— Start The input —

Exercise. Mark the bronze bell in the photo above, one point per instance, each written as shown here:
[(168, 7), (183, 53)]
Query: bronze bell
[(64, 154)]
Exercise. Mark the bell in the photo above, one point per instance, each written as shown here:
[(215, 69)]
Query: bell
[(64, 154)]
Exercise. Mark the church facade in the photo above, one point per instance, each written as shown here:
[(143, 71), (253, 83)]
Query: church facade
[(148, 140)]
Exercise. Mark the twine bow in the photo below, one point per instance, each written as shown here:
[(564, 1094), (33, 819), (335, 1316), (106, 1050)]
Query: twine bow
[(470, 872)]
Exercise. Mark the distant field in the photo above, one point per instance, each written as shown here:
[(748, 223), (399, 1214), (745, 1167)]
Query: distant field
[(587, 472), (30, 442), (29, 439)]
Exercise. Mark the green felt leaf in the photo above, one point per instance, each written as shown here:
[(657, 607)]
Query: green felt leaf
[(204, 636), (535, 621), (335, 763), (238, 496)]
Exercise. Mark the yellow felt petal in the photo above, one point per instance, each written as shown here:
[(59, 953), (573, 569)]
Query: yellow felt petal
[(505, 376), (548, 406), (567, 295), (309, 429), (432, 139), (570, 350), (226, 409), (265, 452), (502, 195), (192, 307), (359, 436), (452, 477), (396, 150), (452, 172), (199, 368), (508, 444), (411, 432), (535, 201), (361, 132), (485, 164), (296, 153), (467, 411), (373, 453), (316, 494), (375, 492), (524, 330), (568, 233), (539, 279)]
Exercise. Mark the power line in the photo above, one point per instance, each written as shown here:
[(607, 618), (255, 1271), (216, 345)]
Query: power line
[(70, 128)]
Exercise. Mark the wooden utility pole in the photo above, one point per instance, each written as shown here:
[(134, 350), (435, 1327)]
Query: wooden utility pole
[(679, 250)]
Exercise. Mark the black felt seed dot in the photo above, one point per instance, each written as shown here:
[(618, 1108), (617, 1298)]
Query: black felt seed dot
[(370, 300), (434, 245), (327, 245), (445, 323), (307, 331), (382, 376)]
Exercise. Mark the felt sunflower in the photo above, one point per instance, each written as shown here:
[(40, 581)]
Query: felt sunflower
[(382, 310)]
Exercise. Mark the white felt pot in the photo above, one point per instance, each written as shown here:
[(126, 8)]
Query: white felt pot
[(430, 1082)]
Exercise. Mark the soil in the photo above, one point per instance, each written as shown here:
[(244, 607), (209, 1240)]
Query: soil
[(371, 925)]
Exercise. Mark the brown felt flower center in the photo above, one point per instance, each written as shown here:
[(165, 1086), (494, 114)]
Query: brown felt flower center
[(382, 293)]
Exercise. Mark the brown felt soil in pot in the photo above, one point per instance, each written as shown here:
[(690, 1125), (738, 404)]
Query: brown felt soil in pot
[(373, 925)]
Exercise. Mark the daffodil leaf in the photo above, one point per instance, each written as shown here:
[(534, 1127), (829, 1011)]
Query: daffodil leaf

— End The input —

#### Challenge:
Write out all of the entries above word for word, changing nothing.

#### Correct output:
Exercise. Mark the bronze bell in the photo above, one point per instance, each written as shown here:
[(168, 7), (183, 53)]
Query: bronze bell
[(64, 154)]
Exercise. Mark the bell in the photo above, one point per instance, each written as shown here:
[(215, 69)]
Query: bell
[(64, 154)]
Exercise. Mark the church facade in the photo above, one point per instance, each written as shown here:
[(143, 71), (253, 83)]
Query: church facade
[(148, 140)]
Exercise. Mark the twine bow in the photo below, one point per instance, each written as shown here:
[(564, 1094), (33, 819), (335, 1316), (106, 1050)]
Query: twine bow
[(470, 872)]
Exercise. Mark the distant field in the photo above, one point per instance, each written as shown here:
[(748, 223), (399, 1214), (745, 1167)]
Query: distant field
[(587, 472), (30, 442), (29, 439)]
Exercise. Mark the green felt leaf in the photo above, one point per instance, each written as shown here:
[(657, 607)]
Query: green felt leaf
[(204, 636), (535, 621), (335, 763), (238, 496)]
Exercise. Mark the yellow felt petal in the photo above, one point per instance, each written as shown here:
[(59, 953), (573, 569)]
Query: yellow felt petal
[(505, 376), (548, 406), (567, 295), (309, 429), (432, 139), (570, 350), (226, 409), (265, 452), (502, 195), (192, 307), (359, 436), (452, 477), (396, 150), (452, 172), (199, 368), (508, 444), (411, 432), (535, 201), (361, 132), (485, 164), (296, 153), (467, 411), (373, 453), (316, 494), (375, 492), (524, 330), (568, 233), (539, 279)]
Exercise. Mark the power line in the photo above, one point per instance, each written as shown here:
[(607, 618), (255, 1271), (216, 345)]
Query: power line
[(70, 128)]
Exercise. Mark the wooden utility pole in the photo above, one point per instance, each written as shown here:
[(134, 350), (435, 1327)]
Query: wooden utility pole
[(679, 250)]
Exercise. Mark the black felt seed dot in the photo above, one point per instance, each written as shown here:
[(618, 1108), (617, 1298)]
Query: black felt seed dot
[(370, 300), (434, 245), (327, 245), (445, 323), (307, 331), (382, 376)]
Exercise. Mark the felt sunflower in the photo above, one point per instance, each written as shown here:
[(40, 581)]
Query: felt sunflower
[(382, 310)]
Exercise. Mark the white felt pot in the photo above, one point per instance, each written as shown here:
[(126, 8)]
Query: white felt pot
[(430, 1082)]
Exercise. Mark the soil in the photo above, one point per instance, each written as shown here:
[(244, 607), (209, 1240)]
Query: soil
[(371, 925)]
Exercise. Mark the brown felt flower center in the photo above, one point per instance, each written as shown here:
[(165, 1086), (494, 114)]
Query: brown felt flower center
[(382, 293)]
Exercise. Mark the brown felt soil in pot in the photo above, one point per instance, each written as shown here:
[(690, 1125), (738, 404)]
Query: brown felt soil in pot
[(373, 925)]
Exercise. Mark the daffodil leaf in the photo above, one point per instance, each written as shown here:
[(534, 1127), (829, 1011)]
Query: daffodil leaf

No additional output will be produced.